==== SUPPLIED INFORMATION ====
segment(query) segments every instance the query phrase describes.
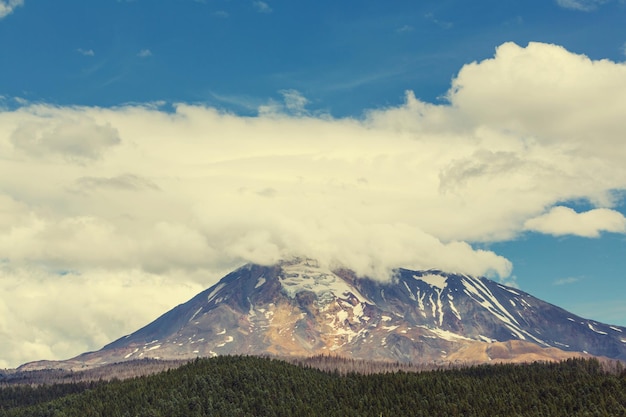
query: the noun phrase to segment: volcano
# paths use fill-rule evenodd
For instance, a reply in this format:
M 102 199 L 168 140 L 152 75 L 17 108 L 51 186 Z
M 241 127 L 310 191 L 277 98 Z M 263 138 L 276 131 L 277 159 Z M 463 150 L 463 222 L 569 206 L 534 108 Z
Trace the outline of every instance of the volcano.
M 626 328 L 484 277 L 398 269 L 382 281 L 295 259 L 245 265 L 136 332 L 61 363 L 234 354 L 437 364 L 626 360 Z

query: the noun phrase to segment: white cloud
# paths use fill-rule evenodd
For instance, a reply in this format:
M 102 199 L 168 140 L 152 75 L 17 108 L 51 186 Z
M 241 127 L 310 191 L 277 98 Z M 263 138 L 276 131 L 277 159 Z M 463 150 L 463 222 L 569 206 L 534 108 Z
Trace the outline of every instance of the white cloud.
M 569 207 L 557 206 L 546 214 L 528 219 L 524 226 L 554 236 L 598 237 L 601 232 L 626 233 L 626 218 L 606 208 L 577 213 Z
M 187 104 L 1 110 L 1 285 L 60 299 L 69 285 L 132 320 L 94 313 L 68 334 L 61 301 L 29 318 L 30 304 L 3 300 L 0 357 L 66 357 L 68 339 L 97 349 L 246 261 L 504 278 L 510 262 L 472 243 L 623 231 L 612 207 L 626 189 L 624 64 L 507 43 L 461 69 L 449 104 L 407 93 L 362 119 L 312 115 L 300 92 L 280 94 L 256 117 Z M 558 208 L 572 199 L 596 208 Z M 152 280 L 163 302 L 124 310 Z
M 230 16 L 230 13 L 228 13 L 225 10 L 217 10 L 217 11 L 213 12 L 213 16 L 219 17 L 221 19 L 226 19 L 227 17 Z
M 152 56 L 152 51 L 150 51 L 149 49 L 142 49 L 137 53 L 137 56 L 139 58 L 147 58 L 149 56 Z
M 13 146 L 31 156 L 68 159 L 96 159 L 120 141 L 108 123 L 97 124 L 88 115 L 35 106 L 31 114 L 17 117 L 9 136 Z M 39 113 L 41 111 L 41 113 Z
M 556 0 L 556 3 L 566 9 L 589 12 L 608 1 L 609 0 Z
M 288 89 L 280 90 L 279 94 L 283 97 L 282 102 L 270 100 L 268 103 L 258 106 L 257 110 L 262 116 L 276 115 L 283 117 L 285 115 L 291 116 L 304 116 L 307 114 L 306 105 L 309 100 L 302 95 L 298 90 Z M 250 107 L 250 103 L 245 103 L 244 100 L 222 99 L 220 96 L 214 95 L 215 98 L 231 104 L 248 104 L 246 107 Z M 243 107 L 243 106 L 242 106 Z
M 95 56 L 96 53 L 93 51 L 93 49 L 83 49 L 83 48 L 78 48 L 76 50 L 79 54 L 81 55 L 85 55 L 85 56 Z
M 580 281 L 580 278 L 578 277 L 560 278 L 554 281 L 554 285 L 570 285 L 579 281 Z
M 466 65 L 453 81 L 449 99 L 459 116 L 494 133 L 514 135 L 515 143 L 529 152 L 540 149 L 545 156 L 545 150 L 559 150 L 562 156 L 555 157 L 560 161 L 544 159 L 544 169 L 550 165 L 561 174 L 566 170 L 577 175 L 572 166 L 564 165 L 566 161 L 583 154 L 592 157 L 576 159 L 584 162 L 584 181 L 590 181 L 581 184 L 582 195 L 591 192 L 591 182 L 596 183 L 589 170 L 598 170 L 603 181 L 609 176 L 601 161 L 610 161 L 606 169 L 612 170 L 626 158 L 619 117 L 626 108 L 624 63 L 592 61 L 554 45 L 530 43 L 521 48 L 506 43 L 493 59 Z
M 303 114 L 306 112 L 305 107 L 309 100 L 297 90 L 282 90 L 280 91 L 283 99 L 285 100 L 285 107 L 287 110 L 294 114 Z
M 203 288 L 138 270 L 55 273 L 0 264 L 0 368 L 69 358 L 138 329 Z M 169 280 L 168 280 L 169 278 Z M 138 300 L 140 300 L 138 302 Z
M 397 33 L 410 33 L 413 32 L 415 28 L 411 25 L 404 25 L 396 29 Z
M 427 20 L 430 20 L 431 22 L 433 22 L 434 24 L 436 24 L 437 26 L 439 26 L 442 29 L 450 29 L 450 28 L 452 28 L 452 26 L 454 26 L 454 24 L 452 24 L 452 22 L 446 22 L 446 21 L 442 21 L 442 20 L 437 19 L 435 17 L 435 15 L 432 14 L 432 13 L 426 13 L 424 15 L 424 17 Z
M 111 178 L 81 177 L 76 180 L 75 189 L 79 192 L 89 192 L 99 188 L 111 188 L 128 191 L 159 189 L 159 187 L 152 181 L 133 174 L 121 174 Z
M 0 19 L 13 13 L 16 7 L 23 5 L 24 0 L 0 0 Z
M 252 4 L 254 5 L 254 8 L 259 13 L 271 13 L 272 12 L 272 8 L 269 6 L 269 4 L 267 4 L 264 1 L 254 1 L 252 2 Z

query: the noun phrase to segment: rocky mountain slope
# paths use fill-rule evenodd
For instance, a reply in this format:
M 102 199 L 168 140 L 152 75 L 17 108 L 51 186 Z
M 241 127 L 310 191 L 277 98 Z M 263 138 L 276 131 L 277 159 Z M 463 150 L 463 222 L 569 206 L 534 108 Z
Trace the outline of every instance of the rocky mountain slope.
M 583 319 L 486 278 L 400 269 L 381 282 L 294 260 L 246 265 L 97 352 L 24 368 L 224 354 L 414 363 L 626 360 L 626 328 Z

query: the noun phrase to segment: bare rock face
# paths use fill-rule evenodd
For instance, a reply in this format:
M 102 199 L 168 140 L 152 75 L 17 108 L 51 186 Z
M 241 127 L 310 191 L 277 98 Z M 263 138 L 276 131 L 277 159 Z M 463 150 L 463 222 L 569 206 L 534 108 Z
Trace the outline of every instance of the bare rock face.
M 486 278 L 399 269 L 381 282 L 294 260 L 246 265 L 97 352 L 29 366 L 225 354 L 442 364 L 626 360 L 626 328 L 577 317 Z

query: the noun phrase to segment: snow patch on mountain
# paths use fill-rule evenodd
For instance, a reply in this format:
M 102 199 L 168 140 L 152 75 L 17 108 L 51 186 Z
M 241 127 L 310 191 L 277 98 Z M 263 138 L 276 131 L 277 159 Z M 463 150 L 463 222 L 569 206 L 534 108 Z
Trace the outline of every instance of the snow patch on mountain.
M 593 327 L 591 325 L 591 323 L 587 323 L 587 327 L 589 327 L 589 329 L 591 329 L 592 331 L 594 331 L 594 332 L 596 332 L 598 334 L 608 334 L 607 332 L 603 332 L 603 331 L 597 330 L 595 327 Z
M 300 262 L 283 265 L 283 275 L 280 277 L 283 291 L 290 297 L 302 291 L 311 291 L 318 298 L 324 297 L 330 301 L 334 297 L 342 298 L 353 294 L 361 303 L 372 304 L 356 288 L 330 270 L 320 268 L 316 264 Z M 332 297 L 334 295 L 334 297 Z
M 457 319 L 463 320 L 461 318 L 461 313 L 459 313 L 459 310 L 457 310 L 452 300 L 454 300 L 454 297 L 451 294 L 448 294 L 448 301 L 449 301 L 450 309 L 452 310 L 452 312 L 454 313 Z
M 443 290 L 448 285 L 447 284 L 448 278 L 444 277 L 443 275 L 427 274 L 421 277 L 418 275 L 413 275 L 413 278 L 419 281 L 423 281 L 426 284 L 430 285 L 431 287 L 439 288 L 440 290 Z
M 191 318 L 189 319 L 189 321 L 191 322 L 193 319 L 196 318 L 196 316 L 202 311 L 202 307 L 200 307 L 198 310 L 196 310 L 195 313 L 193 313 L 193 316 L 191 316 Z
M 417 326 L 417 327 L 420 327 L 422 329 L 427 329 L 431 333 L 434 333 L 437 337 L 444 339 L 444 340 L 451 341 L 451 342 L 458 341 L 458 340 L 473 340 L 473 339 L 470 339 L 469 337 L 465 337 L 463 335 L 460 335 L 460 334 L 457 334 L 448 330 L 443 330 L 437 327 L 428 327 L 428 326 Z
M 407 284 L 406 281 L 402 281 L 402 283 L 404 284 L 404 287 L 406 288 L 407 292 L 409 293 L 409 298 L 411 300 L 413 300 L 413 301 L 417 301 L 417 298 L 415 298 L 415 295 L 411 291 L 411 288 L 409 287 L 409 284 Z
M 500 285 L 500 284 L 498 284 L 498 287 L 502 288 L 502 289 L 503 289 L 503 290 L 505 290 L 505 291 L 510 292 L 511 294 L 515 294 L 515 295 L 517 295 L 517 296 L 521 295 L 521 294 L 520 294 L 520 293 L 518 293 L 517 291 L 513 291 L 512 289 L 510 289 L 510 288 L 508 288 L 508 287 L 505 287 L 504 285 Z
M 484 308 L 493 313 L 501 321 L 508 324 L 511 327 L 519 327 L 519 323 L 509 313 L 509 311 L 500 304 L 498 299 L 489 291 L 480 280 L 478 279 L 463 279 L 466 292 L 470 296 L 474 296 L 474 299 L 482 305 Z
M 226 284 L 224 283 L 219 283 L 215 286 L 215 288 L 213 288 L 213 291 L 211 291 L 211 293 L 208 295 L 207 297 L 207 301 L 210 303 L 211 301 L 213 301 L 213 298 L 220 292 L 220 290 L 222 288 L 224 288 L 226 286 Z
M 135 348 L 135 350 L 133 350 L 132 352 L 130 352 L 128 355 L 124 356 L 124 359 L 128 359 L 131 356 L 133 356 L 133 354 L 139 352 L 139 348 Z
====
TASK STATEMENT:
Output only the count of lines in the data containing "query".

RESPONSE TO THE TASK:
6